Reproduce every entry in the listing without alteration.

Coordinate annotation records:
++++

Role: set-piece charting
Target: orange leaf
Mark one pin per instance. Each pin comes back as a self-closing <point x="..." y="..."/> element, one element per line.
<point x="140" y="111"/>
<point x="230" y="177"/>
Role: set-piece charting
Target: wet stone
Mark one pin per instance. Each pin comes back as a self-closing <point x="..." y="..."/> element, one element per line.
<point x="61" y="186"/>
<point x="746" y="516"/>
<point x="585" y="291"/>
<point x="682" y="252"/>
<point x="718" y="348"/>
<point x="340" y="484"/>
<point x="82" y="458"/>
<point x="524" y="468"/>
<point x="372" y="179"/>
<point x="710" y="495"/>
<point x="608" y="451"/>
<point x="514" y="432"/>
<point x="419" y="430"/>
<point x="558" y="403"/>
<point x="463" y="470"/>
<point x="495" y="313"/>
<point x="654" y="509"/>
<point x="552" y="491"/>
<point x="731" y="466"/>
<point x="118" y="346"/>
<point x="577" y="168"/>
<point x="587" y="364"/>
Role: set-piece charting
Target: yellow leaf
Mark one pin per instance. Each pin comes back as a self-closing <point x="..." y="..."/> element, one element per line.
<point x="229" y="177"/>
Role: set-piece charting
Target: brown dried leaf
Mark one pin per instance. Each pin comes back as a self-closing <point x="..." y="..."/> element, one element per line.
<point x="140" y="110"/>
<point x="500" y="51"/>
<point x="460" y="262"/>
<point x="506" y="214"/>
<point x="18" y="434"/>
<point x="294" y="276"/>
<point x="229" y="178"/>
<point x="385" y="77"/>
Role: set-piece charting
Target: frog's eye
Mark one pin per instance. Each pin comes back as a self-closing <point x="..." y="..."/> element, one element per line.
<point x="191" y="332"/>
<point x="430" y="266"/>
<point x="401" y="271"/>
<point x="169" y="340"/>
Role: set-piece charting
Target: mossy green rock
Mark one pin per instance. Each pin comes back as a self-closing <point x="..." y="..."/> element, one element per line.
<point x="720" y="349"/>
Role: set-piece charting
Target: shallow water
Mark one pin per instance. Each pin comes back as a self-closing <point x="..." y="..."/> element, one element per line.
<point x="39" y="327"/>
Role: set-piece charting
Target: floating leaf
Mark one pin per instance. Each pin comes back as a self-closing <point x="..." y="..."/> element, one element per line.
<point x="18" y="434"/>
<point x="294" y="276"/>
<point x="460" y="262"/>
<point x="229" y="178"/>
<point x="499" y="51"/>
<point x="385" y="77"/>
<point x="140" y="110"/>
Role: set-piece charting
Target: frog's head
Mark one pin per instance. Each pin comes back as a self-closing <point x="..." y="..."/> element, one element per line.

++++

### Response
Role: set-piece charting
Target: orange leaf
Mark one pin per instance. Each pin comes back as a self-closing <point x="..." y="..."/> element, one element per line.
<point x="140" y="111"/>
<point x="230" y="177"/>
Role: set-piece charting
Target: wet stone
Mark one pin per instance. Each pin comes back as a self-closing <point x="..." y="..."/> element, one element per line.
<point x="61" y="186"/>
<point x="746" y="516"/>
<point x="585" y="291"/>
<point x="682" y="252"/>
<point x="718" y="348"/>
<point x="340" y="484"/>
<point x="82" y="458"/>
<point x="524" y="468"/>
<point x="372" y="179"/>
<point x="710" y="495"/>
<point x="608" y="451"/>
<point x="514" y="432"/>
<point x="419" y="430"/>
<point x="558" y="403"/>
<point x="463" y="470"/>
<point x="495" y="313"/>
<point x="654" y="509"/>
<point x="552" y="491"/>
<point x="731" y="466"/>
<point x="118" y="346"/>
<point x="577" y="168"/>
<point x="587" y="364"/>
Role: set-piece charting
Target: yellow leaf
Mark one pin per instance. Each pin comes back as a self-closing <point x="..." y="..."/> element, one element per line.
<point x="229" y="177"/>
Role: set-piece charting
Target: brown dried leaf
Mark one pin per instance. Each pin comes back as a self-closing <point x="..." y="..."/> element, one element per line.
<point x="140" y="110"/>
<point x="500" y="51"/>
<point x="460" y="262"/>
<point x="506" y="214"/>
<point x="18" y="434"/>
<point x="294" y="276"/>
<point x="229" y="178"/>
<point x="385" y="77"/>
Role: set-piece charting
Target: frog's eye
Mark one pin per instance. Each pin comes back as a self-closing <point x="..." y="..."/> element, one element per line.
<point x="191" y="332"/>
<point x="430" y="266"/>
<point x="401" y="271"/>
<point x="169" y="340"/>
Role: set-piece charting
Target: mossy green rock
Mark one pin per instance. Each pin comes back as a self-closing <point x="..." y="..."/> element, one element per line.
<point x="720" y="349"/>
Role: set-piece charting
Target: shallow water
Mark one pin per instance. Each pin comes back as a self-closing <point x="..." y="..."/> element, one element per line.
<point x="39" y="327"/>
Role: set-piece charting
Target: floating leaf
Mark one pin per instance. Each pin comes back as a self-closing <point x="..." y="..."/> element, one element per line.
<point x="18" y="434"/>
<point x="294" y="276"/>
<point x="460" y="262"/>
<point x="229" y="178"/>
<point x="499" y="51"/>
<point x="385" y="77"/>
<point x="140" y="110"/>
Role: set-piece charting
Target: frog's head
Mark one pin per instance. Each pin comes back as a self-closing <point x="..." y="..."/> element, one element per line.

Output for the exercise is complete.